[Page excerpt]
Following are the six questions and how the responses help me as a physical therapist.
- Does your child let you know when he/she is hungry?
This question gives me insight into how well parents understand their child’s communication cues. Recognizing an infant’s or nonverbal child’s cues allows parents to know when a child is hungry, uncomfortable or tired. This communication is essential to the parent’s ability to do PT exercises at home.
- Do you think your baby/child eats enough?
Often, the responses to this question are cultural. Among the patients I see at Texas Children’s, I find some cultures expect babies and children to eat more than others. This is an opportunity to educate parents about what is typical. For those babies and children not getting enough nutrition, it’s a chance to refer them to specialists who can help.
- Do you have to do anything special to help your baby/child eat?
This question helps me gauge a baby’s stamina level. The baby may be having trouble coordinating breathing with swallowing. This tells me that in physical therapy, I need to work on the baby’s ability to open her chest out wide and back in. The goal is to increase the baby’s endurance to work for 30 minutes of exercise. That causes fatigue at the time, but it actually builds stamina for later.
A baby who doesn’t have the endurance to finish feeding isn’t likely to have the energy to make as much progress in physical therapy. This makes getting more calories into the baby especially relevant for PT.
- Do you have to do anything special to help your baby/child eat?
This question helps me determine when a baby is dysregulated. It means I need to refer to a specialist who can help the family uncover why feeding isn’t typical.
In physical therapy, I’ll determine whether the child needs to work on muscle retraction. This is one of the issues I see often in infants, especially, and sometimes even older children who are having trouble feeding. Retraction takes them away from their midline without being able to find their center again easily. This makes it difficult to eat.
As a physical therapist, I’ll work with the baby on midline rotation. We work on coordinating the movement of opening and closing the arms and chest. The baby’s shoulders should expand back and then be able to come back to center. The baby should be able to find his flexion and make symmetrical motions in the upper and lower body.
Working on the body in this way can improve feeding, supporting the therapy that speech pathologists and occupational therapists are doing as well.
- Does your baby/child let you know when he is full?
[/Page excerpt]
### Assignment A:
Name every body part mentioned in the paragraph of the feeding excerpt that begins "As a physical therapist, I'll work with the baby on midline rotation."
### Assignment B:
In the feeding excerpt, take the part that opens with the words "- Does your child" and closes with "exercises at home.", and write it out with "cues" changed to "signals" everywhere it occurs.
The lines that come after this text are unrelated to it.
[Material provided]
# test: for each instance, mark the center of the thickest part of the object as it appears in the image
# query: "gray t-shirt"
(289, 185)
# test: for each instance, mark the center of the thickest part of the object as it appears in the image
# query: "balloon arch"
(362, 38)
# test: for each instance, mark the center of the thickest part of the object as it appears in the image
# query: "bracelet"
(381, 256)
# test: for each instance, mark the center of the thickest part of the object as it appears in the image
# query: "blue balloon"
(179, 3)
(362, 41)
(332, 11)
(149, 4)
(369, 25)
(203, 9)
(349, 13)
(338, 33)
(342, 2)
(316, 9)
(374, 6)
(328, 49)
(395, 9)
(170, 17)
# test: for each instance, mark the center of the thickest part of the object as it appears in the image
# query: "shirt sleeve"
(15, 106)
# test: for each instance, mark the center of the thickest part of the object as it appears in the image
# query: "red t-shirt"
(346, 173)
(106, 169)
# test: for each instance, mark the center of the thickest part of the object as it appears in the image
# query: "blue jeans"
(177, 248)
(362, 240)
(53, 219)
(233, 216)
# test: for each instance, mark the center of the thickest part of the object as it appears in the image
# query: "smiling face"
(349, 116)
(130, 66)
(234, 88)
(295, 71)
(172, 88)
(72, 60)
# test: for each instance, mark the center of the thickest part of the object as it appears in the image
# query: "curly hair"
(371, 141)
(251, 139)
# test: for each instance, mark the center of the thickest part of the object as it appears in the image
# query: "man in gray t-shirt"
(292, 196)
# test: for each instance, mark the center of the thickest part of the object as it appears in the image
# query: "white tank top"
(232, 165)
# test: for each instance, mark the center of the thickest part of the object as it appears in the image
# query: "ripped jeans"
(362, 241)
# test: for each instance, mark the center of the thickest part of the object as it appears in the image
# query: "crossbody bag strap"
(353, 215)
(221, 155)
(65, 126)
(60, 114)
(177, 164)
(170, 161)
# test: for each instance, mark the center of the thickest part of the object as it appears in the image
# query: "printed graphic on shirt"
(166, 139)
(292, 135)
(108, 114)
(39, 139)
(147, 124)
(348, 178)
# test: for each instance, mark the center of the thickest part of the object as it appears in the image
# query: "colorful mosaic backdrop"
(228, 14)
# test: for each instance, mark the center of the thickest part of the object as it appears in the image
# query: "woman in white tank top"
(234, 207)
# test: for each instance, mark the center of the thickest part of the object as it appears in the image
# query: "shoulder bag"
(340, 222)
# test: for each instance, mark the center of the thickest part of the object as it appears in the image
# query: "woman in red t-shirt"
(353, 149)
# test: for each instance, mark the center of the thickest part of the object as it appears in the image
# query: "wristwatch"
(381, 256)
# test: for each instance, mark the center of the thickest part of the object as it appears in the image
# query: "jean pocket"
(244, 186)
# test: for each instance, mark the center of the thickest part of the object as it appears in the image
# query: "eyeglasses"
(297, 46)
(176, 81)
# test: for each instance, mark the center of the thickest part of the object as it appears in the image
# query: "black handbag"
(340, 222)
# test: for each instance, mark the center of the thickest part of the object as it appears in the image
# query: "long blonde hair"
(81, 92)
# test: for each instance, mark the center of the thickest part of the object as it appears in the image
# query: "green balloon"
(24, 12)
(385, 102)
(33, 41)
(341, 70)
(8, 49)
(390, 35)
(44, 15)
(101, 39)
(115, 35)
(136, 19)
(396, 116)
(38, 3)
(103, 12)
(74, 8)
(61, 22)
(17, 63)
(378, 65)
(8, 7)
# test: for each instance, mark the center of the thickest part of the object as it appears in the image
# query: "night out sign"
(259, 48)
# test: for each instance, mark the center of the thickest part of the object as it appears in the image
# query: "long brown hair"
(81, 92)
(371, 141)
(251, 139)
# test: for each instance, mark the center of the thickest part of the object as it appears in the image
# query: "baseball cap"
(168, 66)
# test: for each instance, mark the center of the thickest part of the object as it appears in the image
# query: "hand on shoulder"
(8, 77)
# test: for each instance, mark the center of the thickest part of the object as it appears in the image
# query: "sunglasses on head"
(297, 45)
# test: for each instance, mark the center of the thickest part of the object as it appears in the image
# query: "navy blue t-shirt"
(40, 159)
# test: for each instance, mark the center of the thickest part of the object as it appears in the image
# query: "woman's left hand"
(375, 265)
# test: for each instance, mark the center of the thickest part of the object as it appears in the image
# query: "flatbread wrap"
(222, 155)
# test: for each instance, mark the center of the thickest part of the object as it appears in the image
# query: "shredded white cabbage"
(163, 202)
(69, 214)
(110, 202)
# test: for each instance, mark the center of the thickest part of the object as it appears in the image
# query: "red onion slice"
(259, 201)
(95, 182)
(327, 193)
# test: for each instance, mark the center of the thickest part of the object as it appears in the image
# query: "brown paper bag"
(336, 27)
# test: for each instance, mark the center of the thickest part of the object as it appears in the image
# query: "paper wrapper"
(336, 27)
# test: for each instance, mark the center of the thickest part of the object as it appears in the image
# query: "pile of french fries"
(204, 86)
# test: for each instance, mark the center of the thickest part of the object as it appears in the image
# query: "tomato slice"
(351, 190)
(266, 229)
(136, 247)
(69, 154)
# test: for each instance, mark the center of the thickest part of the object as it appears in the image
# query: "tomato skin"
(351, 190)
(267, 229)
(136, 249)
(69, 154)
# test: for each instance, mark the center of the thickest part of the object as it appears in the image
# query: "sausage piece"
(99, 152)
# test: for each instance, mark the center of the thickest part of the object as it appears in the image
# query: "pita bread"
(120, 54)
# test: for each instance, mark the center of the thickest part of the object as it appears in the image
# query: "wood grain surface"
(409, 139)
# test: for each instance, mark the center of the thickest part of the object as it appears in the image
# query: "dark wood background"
[/Material provided]
### Exercise answer A:
arms, chest, shoulders, upper body, lower body

### Exercise answer B:
- Does your child let you know when he/she is hungry?
This question gives me insight into how well parents understand their child’s communication signals. Recognizing an infant’s or nonverbal child’s signals allows parents to know when a child is hungry, uncomfortable or tired. This communication is essential to the parent’s ability to do PT exercises at home.